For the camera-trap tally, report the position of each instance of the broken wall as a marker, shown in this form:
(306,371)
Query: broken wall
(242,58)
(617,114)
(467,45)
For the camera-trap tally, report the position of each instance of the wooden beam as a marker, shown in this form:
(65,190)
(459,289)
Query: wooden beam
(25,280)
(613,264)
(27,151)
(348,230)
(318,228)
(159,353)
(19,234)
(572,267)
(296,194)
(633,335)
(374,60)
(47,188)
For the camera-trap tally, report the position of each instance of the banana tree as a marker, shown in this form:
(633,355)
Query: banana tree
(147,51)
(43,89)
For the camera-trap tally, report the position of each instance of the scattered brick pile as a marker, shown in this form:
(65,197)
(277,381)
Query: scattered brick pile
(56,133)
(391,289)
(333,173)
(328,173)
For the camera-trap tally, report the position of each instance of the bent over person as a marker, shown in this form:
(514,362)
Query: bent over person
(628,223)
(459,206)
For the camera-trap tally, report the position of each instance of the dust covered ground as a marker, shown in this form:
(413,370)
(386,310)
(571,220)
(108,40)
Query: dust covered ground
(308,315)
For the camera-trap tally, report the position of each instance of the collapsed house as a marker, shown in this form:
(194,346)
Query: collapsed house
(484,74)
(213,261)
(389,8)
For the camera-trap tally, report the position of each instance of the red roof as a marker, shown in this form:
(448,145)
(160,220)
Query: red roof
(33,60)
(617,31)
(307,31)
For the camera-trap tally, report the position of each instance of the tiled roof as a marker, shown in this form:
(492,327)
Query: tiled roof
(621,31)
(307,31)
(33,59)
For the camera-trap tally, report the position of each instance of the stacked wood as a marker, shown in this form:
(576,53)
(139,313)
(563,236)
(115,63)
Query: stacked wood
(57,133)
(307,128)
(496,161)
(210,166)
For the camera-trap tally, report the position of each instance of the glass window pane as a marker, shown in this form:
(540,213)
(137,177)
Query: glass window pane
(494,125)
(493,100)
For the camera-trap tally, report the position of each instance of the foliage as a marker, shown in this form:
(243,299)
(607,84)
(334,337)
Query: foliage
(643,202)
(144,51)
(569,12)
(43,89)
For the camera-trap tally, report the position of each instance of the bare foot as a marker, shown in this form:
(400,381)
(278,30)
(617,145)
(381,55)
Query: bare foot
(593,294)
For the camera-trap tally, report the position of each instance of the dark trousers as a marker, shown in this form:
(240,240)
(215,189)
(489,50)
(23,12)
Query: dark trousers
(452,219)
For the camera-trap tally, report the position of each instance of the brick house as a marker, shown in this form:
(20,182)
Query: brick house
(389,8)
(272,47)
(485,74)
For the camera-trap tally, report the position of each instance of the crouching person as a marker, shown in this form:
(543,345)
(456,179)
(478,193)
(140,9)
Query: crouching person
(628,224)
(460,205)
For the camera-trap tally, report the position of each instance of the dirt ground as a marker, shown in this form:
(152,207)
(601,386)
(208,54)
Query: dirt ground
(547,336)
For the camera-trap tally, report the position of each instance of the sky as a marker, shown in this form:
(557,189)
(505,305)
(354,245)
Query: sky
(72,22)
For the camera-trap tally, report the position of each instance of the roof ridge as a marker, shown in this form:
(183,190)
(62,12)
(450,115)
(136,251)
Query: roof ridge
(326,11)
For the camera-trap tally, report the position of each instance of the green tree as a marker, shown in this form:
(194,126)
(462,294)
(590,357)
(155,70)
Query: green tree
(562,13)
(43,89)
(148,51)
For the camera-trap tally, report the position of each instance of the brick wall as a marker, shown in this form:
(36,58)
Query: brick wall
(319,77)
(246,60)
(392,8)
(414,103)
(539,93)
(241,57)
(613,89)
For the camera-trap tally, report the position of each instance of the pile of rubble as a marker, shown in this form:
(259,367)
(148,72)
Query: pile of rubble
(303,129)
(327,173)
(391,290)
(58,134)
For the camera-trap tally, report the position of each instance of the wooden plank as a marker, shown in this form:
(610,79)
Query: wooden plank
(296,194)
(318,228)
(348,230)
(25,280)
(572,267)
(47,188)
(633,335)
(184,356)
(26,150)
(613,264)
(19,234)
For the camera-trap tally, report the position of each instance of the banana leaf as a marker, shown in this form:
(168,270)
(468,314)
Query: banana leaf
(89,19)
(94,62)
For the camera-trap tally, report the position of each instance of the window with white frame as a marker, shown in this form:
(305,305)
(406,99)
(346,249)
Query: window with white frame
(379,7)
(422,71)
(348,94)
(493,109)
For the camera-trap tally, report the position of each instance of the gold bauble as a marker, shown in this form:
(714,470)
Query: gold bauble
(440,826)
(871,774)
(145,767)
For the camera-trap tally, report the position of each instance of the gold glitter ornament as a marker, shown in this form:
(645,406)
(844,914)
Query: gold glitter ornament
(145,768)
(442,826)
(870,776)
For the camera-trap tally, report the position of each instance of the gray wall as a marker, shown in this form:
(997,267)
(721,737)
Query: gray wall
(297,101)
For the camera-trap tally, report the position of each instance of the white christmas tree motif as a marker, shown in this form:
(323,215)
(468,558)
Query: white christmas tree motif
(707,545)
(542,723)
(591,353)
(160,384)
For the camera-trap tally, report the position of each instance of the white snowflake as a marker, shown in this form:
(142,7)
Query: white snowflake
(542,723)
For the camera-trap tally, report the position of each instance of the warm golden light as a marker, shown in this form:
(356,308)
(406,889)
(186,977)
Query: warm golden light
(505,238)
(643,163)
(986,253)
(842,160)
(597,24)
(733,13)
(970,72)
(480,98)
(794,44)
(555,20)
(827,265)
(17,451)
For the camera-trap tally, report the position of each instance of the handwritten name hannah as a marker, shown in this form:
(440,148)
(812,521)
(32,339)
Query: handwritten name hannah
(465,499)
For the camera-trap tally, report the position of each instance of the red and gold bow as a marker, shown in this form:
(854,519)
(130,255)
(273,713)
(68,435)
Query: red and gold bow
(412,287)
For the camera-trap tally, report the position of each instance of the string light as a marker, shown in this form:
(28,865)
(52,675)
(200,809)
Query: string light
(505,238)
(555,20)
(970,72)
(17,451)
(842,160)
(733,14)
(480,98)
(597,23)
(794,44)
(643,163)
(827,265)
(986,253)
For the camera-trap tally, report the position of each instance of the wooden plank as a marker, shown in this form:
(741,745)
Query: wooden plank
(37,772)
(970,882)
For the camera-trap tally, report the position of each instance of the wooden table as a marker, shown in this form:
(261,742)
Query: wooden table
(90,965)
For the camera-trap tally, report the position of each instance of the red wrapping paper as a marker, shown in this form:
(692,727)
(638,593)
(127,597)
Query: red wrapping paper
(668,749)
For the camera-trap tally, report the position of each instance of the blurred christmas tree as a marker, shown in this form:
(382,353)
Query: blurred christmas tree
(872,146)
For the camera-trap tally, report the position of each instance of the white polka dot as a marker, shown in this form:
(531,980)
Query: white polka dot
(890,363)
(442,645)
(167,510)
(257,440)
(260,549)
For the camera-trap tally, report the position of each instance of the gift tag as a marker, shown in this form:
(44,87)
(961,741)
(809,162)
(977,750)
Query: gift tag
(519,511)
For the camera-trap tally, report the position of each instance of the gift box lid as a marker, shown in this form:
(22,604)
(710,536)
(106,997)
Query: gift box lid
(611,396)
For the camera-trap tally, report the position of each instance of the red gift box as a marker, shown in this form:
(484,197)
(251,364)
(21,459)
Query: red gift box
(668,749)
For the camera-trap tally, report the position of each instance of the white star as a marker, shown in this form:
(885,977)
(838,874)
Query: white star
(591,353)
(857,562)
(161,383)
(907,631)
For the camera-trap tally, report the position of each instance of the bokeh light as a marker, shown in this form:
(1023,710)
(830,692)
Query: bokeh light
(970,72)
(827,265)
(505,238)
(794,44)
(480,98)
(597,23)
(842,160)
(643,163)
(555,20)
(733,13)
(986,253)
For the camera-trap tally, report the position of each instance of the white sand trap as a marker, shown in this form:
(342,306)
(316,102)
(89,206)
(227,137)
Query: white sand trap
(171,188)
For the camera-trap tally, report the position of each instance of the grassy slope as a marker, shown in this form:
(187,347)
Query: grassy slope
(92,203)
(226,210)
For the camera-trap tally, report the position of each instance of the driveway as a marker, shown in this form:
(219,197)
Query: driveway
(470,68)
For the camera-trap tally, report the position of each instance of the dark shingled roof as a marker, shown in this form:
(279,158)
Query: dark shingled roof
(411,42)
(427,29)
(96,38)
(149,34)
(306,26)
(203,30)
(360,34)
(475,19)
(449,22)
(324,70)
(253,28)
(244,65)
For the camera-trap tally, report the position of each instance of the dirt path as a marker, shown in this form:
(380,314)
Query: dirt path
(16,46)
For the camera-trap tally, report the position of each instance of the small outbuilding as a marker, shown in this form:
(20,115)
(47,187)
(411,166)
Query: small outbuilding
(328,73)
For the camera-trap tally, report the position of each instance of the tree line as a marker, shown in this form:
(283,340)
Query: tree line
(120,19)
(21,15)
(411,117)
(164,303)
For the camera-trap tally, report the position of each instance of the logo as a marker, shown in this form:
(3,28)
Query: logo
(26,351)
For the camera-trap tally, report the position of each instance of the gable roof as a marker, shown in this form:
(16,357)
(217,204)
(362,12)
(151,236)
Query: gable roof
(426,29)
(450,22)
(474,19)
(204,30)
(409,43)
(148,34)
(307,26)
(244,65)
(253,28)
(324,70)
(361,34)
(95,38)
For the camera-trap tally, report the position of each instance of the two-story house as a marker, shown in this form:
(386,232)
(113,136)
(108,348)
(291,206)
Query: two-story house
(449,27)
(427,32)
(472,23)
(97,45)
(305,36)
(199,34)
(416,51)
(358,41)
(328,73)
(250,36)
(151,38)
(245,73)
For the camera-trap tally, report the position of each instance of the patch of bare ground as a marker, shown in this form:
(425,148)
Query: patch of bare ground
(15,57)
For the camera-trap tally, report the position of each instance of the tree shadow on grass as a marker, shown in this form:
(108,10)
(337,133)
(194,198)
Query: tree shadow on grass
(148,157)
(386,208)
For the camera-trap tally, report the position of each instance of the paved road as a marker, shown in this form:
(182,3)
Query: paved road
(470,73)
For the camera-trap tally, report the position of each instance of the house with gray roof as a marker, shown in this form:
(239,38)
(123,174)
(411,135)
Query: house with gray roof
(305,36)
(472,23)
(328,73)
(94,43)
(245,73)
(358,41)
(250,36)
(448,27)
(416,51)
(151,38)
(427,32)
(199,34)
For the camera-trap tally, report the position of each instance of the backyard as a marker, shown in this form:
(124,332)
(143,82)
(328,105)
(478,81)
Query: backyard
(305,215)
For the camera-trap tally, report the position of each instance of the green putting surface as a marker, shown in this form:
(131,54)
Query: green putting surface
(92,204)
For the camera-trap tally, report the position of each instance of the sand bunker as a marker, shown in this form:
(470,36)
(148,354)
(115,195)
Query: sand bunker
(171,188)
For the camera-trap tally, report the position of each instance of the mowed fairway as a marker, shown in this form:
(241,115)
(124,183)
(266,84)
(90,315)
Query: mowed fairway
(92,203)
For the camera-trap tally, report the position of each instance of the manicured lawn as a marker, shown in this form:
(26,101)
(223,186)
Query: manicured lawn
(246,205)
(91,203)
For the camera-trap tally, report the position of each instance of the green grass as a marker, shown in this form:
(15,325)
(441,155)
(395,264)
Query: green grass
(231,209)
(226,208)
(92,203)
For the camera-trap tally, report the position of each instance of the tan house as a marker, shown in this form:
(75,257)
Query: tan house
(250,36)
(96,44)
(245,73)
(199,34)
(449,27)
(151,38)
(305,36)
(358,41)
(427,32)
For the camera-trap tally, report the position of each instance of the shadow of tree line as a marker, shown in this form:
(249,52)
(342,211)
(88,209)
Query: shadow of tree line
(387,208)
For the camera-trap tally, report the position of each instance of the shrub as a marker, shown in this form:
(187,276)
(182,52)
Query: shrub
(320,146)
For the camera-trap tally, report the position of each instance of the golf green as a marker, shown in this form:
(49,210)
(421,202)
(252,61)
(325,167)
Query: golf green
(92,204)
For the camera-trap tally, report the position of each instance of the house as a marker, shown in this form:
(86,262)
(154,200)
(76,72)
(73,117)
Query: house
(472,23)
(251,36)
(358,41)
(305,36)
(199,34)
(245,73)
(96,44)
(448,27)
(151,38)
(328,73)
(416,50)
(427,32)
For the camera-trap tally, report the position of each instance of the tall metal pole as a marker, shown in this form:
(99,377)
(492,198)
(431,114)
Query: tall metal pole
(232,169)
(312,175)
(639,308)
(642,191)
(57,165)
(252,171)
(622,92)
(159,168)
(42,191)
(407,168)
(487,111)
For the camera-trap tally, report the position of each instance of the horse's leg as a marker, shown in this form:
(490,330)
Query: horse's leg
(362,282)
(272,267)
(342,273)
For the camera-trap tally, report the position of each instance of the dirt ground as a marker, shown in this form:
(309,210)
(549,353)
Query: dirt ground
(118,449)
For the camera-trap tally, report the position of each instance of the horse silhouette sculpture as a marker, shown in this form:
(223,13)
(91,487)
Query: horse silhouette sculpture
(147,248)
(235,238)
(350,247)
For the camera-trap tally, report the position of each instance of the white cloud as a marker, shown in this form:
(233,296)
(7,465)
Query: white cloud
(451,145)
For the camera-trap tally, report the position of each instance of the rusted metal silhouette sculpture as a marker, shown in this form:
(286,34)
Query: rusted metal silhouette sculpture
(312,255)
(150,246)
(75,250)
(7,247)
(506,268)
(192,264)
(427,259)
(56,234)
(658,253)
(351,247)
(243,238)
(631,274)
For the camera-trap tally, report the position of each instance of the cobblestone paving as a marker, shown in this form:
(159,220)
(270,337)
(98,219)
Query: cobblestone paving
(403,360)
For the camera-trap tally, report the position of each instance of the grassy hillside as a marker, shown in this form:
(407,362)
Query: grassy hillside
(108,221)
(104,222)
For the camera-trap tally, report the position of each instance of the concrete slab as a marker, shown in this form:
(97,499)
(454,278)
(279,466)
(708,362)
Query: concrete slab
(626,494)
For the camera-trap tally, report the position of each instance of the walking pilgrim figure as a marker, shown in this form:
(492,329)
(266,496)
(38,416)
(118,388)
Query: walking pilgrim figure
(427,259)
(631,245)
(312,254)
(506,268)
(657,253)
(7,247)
= = = = = = =
Nothing should appear in the answer except the lines above from the line with "of the gray" through the line with "the white christmas", both included, written out exactly.

For the camera-trap tally, report the position of each instance of the gray wall as a marker, shown in this form:
(997,267)
(721,737)
Query: gray wall
(297,101)
For the camera-trap tally, report the position of each instance of the white christmas tree motif as a marker, shown in this form:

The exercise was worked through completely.